→ Records to process:
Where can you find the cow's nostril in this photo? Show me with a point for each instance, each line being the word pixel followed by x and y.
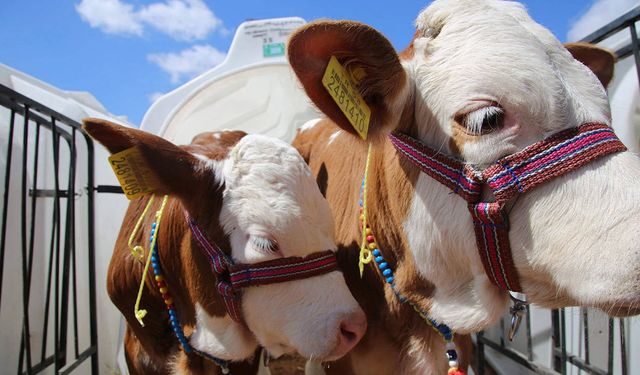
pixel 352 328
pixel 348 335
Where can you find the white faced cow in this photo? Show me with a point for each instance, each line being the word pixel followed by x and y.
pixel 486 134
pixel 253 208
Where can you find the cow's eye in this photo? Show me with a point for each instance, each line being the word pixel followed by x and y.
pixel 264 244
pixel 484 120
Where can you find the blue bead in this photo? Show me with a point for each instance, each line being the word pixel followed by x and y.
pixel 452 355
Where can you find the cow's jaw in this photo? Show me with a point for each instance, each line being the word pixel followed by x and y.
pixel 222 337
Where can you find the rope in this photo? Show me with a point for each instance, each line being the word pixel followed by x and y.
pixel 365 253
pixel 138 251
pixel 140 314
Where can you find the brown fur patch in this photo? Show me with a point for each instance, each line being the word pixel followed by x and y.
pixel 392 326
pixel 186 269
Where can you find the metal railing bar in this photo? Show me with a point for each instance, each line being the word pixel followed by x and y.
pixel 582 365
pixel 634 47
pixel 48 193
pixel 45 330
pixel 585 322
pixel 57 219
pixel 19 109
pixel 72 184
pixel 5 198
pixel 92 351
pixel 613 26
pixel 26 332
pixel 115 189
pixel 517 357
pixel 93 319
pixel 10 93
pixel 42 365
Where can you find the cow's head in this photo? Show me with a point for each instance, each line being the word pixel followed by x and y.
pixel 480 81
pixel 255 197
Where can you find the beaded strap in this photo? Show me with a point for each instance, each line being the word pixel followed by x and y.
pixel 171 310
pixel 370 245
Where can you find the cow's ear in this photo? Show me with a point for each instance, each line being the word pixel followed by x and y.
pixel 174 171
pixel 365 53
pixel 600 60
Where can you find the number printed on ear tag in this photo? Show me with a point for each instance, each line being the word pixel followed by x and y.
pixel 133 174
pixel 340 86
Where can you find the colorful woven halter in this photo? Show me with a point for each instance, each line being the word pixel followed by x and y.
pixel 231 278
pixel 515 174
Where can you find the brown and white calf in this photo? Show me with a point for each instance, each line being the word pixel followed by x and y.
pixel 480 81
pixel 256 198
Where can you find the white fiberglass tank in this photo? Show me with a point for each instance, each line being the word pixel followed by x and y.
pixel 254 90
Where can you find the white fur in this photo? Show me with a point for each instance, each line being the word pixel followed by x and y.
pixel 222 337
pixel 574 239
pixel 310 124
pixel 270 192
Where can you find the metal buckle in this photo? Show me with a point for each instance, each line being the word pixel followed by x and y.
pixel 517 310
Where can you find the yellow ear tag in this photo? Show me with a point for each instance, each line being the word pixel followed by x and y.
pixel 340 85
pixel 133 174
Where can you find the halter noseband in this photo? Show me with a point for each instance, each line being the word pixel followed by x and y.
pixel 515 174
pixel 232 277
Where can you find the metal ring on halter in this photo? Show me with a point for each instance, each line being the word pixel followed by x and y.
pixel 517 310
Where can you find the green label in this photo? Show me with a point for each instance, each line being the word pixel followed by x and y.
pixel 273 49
* * *
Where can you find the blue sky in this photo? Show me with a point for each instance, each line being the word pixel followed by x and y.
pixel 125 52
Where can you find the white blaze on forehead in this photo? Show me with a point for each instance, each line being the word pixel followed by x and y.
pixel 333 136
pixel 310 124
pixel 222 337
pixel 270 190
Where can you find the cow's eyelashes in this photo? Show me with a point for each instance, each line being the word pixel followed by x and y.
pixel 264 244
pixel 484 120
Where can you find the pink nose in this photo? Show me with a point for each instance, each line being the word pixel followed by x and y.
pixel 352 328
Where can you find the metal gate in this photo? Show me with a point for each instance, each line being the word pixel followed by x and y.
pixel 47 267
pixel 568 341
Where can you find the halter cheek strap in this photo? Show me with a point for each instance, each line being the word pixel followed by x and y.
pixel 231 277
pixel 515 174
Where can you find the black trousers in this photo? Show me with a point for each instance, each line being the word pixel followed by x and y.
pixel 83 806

→ Short exercise: Locate every line in the records above that contains the string "halter", treating uppercase and lowercase as different, and copy each of those lines.

→ Expected answer:
Where can you find the colorful woven halter in this photo? Show me with a point for each instance, each line being the word pixel followed by x and y.
Where can you find the halter noseband in this photo? Show me with a point for each instance, each line being the word pixel followed by x and y.
Where can you find the metal ring on halter in this photo? Show me with a point for each instance, each line being the word pixel followed by x and y.
Where can you find the halter cheek strap in this photo? Show me with a point for each instance, each line being the word pixel followed by x and y.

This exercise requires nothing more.